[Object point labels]

►

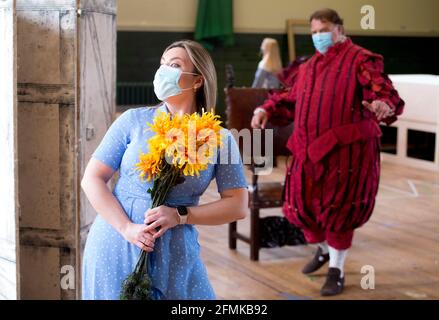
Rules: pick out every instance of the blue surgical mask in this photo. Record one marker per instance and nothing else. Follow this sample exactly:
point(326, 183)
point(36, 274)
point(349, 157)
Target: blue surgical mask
point(166, 82)
point(322, 41)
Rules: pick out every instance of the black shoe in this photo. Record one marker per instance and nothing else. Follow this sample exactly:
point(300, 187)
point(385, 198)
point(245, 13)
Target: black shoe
point(334, 283)
point(316, 263)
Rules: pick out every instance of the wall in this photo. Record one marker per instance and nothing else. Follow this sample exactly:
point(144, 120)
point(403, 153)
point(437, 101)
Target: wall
point(393, 17)
point(145, 27)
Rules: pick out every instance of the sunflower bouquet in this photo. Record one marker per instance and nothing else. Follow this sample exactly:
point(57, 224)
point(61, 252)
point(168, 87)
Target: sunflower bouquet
point(183, 145)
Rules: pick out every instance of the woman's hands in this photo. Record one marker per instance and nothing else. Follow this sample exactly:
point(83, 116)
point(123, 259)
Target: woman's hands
point(381, 109)
point(138, 235)
point(162, 217)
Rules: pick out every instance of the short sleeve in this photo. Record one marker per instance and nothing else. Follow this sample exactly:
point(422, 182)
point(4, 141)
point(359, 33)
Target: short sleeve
point(112, 147)
point(229, 169)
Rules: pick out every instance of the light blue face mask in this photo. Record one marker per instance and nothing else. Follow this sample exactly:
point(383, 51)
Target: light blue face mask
point(166, 82)
point(322, 41)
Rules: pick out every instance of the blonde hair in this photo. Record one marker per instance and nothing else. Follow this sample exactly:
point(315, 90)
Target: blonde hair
point(271, 61)
point(204, 66)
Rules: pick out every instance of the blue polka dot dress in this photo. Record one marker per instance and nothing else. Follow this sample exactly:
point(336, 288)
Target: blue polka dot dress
point(175, 266)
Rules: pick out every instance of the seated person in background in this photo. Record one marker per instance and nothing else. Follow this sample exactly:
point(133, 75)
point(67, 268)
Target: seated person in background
point(269, 66)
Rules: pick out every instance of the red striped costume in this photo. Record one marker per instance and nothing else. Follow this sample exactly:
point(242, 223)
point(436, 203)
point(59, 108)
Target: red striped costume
point(333, 178)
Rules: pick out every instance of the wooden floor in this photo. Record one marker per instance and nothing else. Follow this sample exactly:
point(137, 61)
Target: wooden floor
point(401, 243)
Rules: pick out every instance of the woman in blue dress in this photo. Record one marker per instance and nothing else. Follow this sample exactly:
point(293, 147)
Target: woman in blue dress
point(125, 224)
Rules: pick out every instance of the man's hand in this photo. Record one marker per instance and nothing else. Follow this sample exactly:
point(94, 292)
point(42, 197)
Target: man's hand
point(381, 109)
point(259, 120)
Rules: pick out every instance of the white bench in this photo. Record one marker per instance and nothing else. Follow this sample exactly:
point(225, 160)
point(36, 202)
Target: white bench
point(421, 113)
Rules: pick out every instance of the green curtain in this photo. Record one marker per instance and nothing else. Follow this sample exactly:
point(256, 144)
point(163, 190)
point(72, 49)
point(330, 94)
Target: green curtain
point(214, 26)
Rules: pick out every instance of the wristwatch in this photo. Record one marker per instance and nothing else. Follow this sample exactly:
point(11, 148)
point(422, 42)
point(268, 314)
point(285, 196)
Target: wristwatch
point(182, 214)
point(259, 109)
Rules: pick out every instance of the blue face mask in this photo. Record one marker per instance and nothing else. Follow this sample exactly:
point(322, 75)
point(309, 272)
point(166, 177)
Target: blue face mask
point(166, 82)
point(322, 41)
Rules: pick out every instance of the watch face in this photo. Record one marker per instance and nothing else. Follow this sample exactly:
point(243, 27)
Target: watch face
point(182, 211)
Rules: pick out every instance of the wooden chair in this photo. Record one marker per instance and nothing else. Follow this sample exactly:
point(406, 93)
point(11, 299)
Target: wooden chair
point(241, 103)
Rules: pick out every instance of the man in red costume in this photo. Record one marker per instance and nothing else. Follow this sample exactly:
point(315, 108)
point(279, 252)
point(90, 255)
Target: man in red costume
point(337, 99)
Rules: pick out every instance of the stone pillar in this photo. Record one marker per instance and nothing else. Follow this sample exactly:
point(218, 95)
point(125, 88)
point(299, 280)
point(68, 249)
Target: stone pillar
point(66, 99)
point(9, 210)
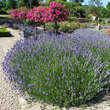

◄

EXERCISE INSTRUCTIONS:
Return these lines exactly, covering all of them, and leave out the pictures.

RESPONSE FOR THIS EXERCISE:
Rules: pick out every instance of the blue surgical mask in this photo. Record one marker per instance and nothing else. Follow this sample exactly:
point(326, 183)
point(36, 274)
point(349, 157)
Target: blue surgical mask
point(166, 82)
point(322, 41)
Rules: pick out every instance of the black shoe in this photo. Record one marker per instance and nothing else. Follow this sample exactly:
point(300, 187)
point(385, 198)
point(245, 13)
Target: black shoe
point(334, 283)
point(316, 263)
Rules: pick out every instance of the wall in this photo. Record one marker per instance and nothing else. Follow this sample exactly:
point(144, 120)
point(403, 153)
point(437, 101)
Target: wall
point(393, 17)
point(145, 27)
Rules: pick out every instance of the sunflower bouquet in this photo. Record one marker per instance and nothing else. Follow this sample exactly:
point(57, 224)
point(61, 252)
point(168, 87)
Target: sunflower bouquet
point(183, 145)
Rules: pick out every instance of the woman's hands in this photo. Record one marker per instance and nothing else. Follow this sample exactly:
point(83, 116)
point(123, 259)
Target: woman's hands
point(381, 109)
point(138, 235)
point(162, 217)
Rules: pick out every instance of the short sleeve in this photo. Record one marker per instance and nothing else. Follow this sample exactly:
point(422, 182)
point(4, 141)
point(359, 33)
Target: short sleeve
point(112, 147)
point(229, 169)
Rules: pick out every instance of the light blue face mask in this photo. Record one marker per instance and nothing else. Follow this sample exactly:
point(383, 51)
Target: light blue face mask
point(166, 82)
point(322, 41)
Rules: pick out every instance of the blonde hair in this photo. Record one marker per instance and nothing else. Follow this sample exactly:
point(315, 90)
Target: blonde hair
point(271, 61)
point(204, 66)
Rules: pick out every instance of the blue polka dot dress in this photo. Record one marker per instance and nothing else. Follow this sample exactly:
point(336, 288)
Target: blue polka dot dress
point(175, 266)
Rules: pick out every instance of the seated person in background in this photo. Record one marker per instance and nothing else. Follow this sample exactly:
point(133, 75)
point(67, 268)
Target: seated person in background
point(269, 66)
Rules: pick out every instance of the red striped costume in this photo. Record one marker per instance and nothing else. Follow this sample exactly:
point(242, 223)
point(436, 203)
point(59, 108)
Target: red striped costume
point(333, 178)
Rules: pick out every instance of the wooden floor in this photo. Record one marker per instance and nothing else. Follow this sample exactly:
point(137, 61)
Target: wooden floor
point(401, 243)
Rules: pick out every instance of the woman in blue dress in this photo. Record one marker per instance and nothing else. Follow this sample exactly:
point(293, 147)
Target: woman in blue dress
point(125, 224)
Rules: pick out every instance of the man's hand in this photo. Record one marker per instance and nothing else. Follow this sample exactly:
point(94, 292)
point(42, 197)
Target: man's hand
point(381, 109)
point(259, 120)
Rules: pick out every instance of the white bench in this photo. Record one marker per instance and nothing else. Follow this sample exactly:
point(225, 160)
point(36, 202)
Target: white bench
point(421, 113)
Rules: pick out every instance of the green curtain in this photo. Record one marker per instance and nothing else. Follow this sample exactly:
point(256, 144)
point(163, 190)
point(72, 49)
point(330, 94)
Target: green curtain
point(214, 26)
Rules: pick out every instance of the wristwatch in this photo. Record one marker per instance and nothing else. Follow this sample exactly:
point(11, 148)
point(422, 42)
point(268, 314)
point(285, 196)
Target: wristwatch
point(182, 214)
point(259, 109)
Rules: pick out every instance of the blue face mask in this photo. Record one marker per instance and nothing else. Follow this sample exactly:
point(322, 75)
point(309, 272)
point(166, 177)
Target: blue face mask
point(166, 82)
point(322, 41)
Rules: pick out every instance of the watch face in this photo. Record one marker per instance and nothing else. Follow this sample exactly:
point(243, 27)
Target: watch face
point(182, 211)
Rules: pick out every instance of the wooden chair in this photo. Record one marker per instance and nothing else. Follow this sample exactly:
point(406, 93)
point(11, 299)
Target: wooden chair
point(241, 103)
Rules: pick out every instance of the man in red costume in this photo. Record one marker per instance and nothing else. Follow this sample exactly:
point(315, 108)
point(279, 252)
point(90, 255)
Target: man in red costume
point(337, 99)
Rules: pick out every instance of the stone pillar in this photo. Record one marker per instance and nothing else. Follow this sample exactly:
point(218, 95)
point(125, 88)
point(299, 280)
point(68, 249)
Target: stone pillar
point(66, 99)
point(9, 210)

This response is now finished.